* FRAGMENTO MOSTRADO
==========

El elenco de personajes es corto. A todos ellos les corresponde un destino común. Todos, tarde o temprano, desaparecen. La madre de Mateo cayó, ¿se tiró?, por una ventana. La desaparición del padre es escalonada: Alzheimer, residencia de ancianos, defunción. El hermano, vinculado a Mateo por una infancia sembrada de conflictos, se va a hacer su vida lejos, ni siquiera sabemos adónde. La esposa, Amalia, dura poco al lado del protagonista. Y Micaela, una vecina adolescente y desinhibida con la que Mateo vive una borrosa relación, hace mutis suicidándose el mismo día en que alcanza la edad adulta.

==========

* DATOS DISPONIBLES
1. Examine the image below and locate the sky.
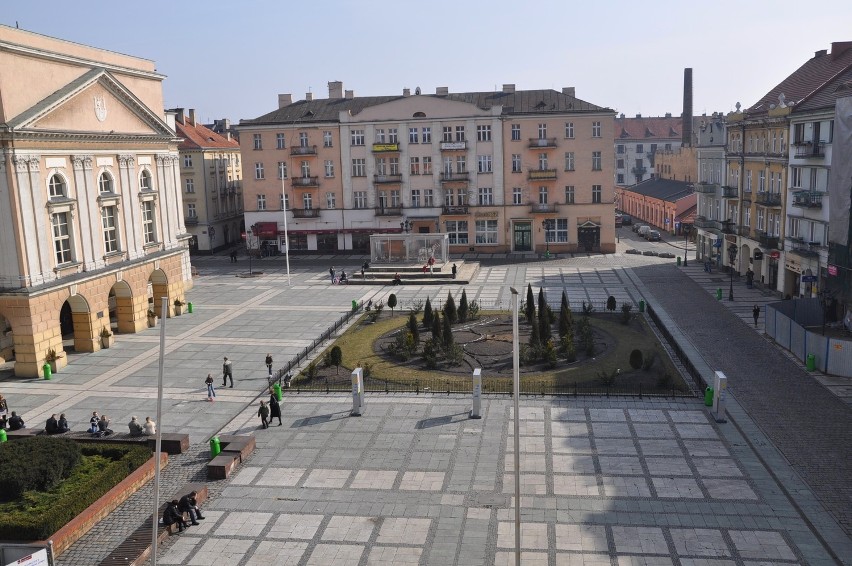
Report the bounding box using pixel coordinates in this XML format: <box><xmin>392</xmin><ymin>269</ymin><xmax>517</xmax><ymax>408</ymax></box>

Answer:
<box><xmin>0</xmin><ymin>0</ymin><xmax>852</xmax><ymax>123</ymax></box>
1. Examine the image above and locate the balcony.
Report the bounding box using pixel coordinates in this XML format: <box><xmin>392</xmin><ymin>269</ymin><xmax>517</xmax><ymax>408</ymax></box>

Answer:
<box><xmin>373</xmin><ymin>143</ymin><xmax>399</xmax><ymax>153</ymax></box>
<box><xmin>441</xmin><ymin>141</ymin><xmax>467</xmax><ymax>151</ymax></box>
<box><xmin>291</xmin><ymin>177</ymin><xmax>319</xmax><ymax>187</ymax></box>
<box><xmin>373</xmin><ymin>173</ymin><xmax>402</xmax><ymax>185</ymax></box>
<box><xmin>376</xmin><ymin>206</ymin><xmax>402</xmax><ymax>216</ymax></box>
<box><xmin>795</xmin><ymin>142</ymin><xmax>825</xmax><ymax>159</ymax></box>
<box><xmin>757</xmin><ymin>192</ymin><xmax>781</xmax><ymax>207</ymax></box>
<box><xmin>441</xmin><ymin>171</ymin><xmax>470</xmax><ymax>183</ymax></box>
<box><xmin>527</xmin><ymin>169</ymin><xmax>556</xmax><ymax>181</ymax></box>
<box><xmin>290</xmin><ymin>145</ymin><xmax>317</xmax><ymax>155</ymax></box>
<box><xmin>444</xmin><ymin>204</ymin><xmax>468</xmax><ymax>214</ymax></box>
<box><xmin>290</xmin><ymin>208</ymin><xmax>320</xmax><ymax>218</ymax></box>
<box><xmin>792</xmin><ymin>191</ymin><xmax>825</xmax><ymax>208</ymax></box>
<box><xmin>528</xmin><ymin>138</ymin><xmax>556</xmax><ymax>149</ymax></box>
<box><xmin>530</xmin><ymin>202</ymin><xmax>556</xmax><ymax>213</ymax></box>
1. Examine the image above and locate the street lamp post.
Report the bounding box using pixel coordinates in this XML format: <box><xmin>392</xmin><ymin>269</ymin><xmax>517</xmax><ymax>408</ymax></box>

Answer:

==========

* APLICA LO LEÍDO
1 - Edita el fragmento comenzando en "El elenco de" y terminando en "la edad adulta.", y sustituye "esposa" por "mujer".
2 - Según el fragmento, ¿qué etapas sigue la desaparición del padre de Mateo?
3 - Traduce al inglés esta oración del fragmento: "La esposa, Amalia, dura poco al lado del protagonista."
Responde basándote únicamente en el fragmento.

* RESPUESTAS
1 -
El elenco de personajes es corto. A todos ellos les corresponde un destino común. Todos, tarde o temprano, desaparecen. La madre de Mateo cayó, ¿se tiró?, por una ventana. La desaparición del padre es escalonada: Alzheimer, residencia de ancianos, defunción. El hermano, vinculado a Mateo por una infancia sembrada de conflictos, se va a hacer su vida lejos, ni siquiera sabemos adónde. La mujer, Amalia, dura poco al lado del protagonista. Y Micaela, una vecina adolescente y desinhibida con la que Mateo vive una borrosa relación, hace mutis suicidándose el mismo día en que alcanza la edad adulta.

2 - Alzheimer, residencia de ancianos y defunción.

3 - The wife, Amalia, does not last long at the protagonist's side.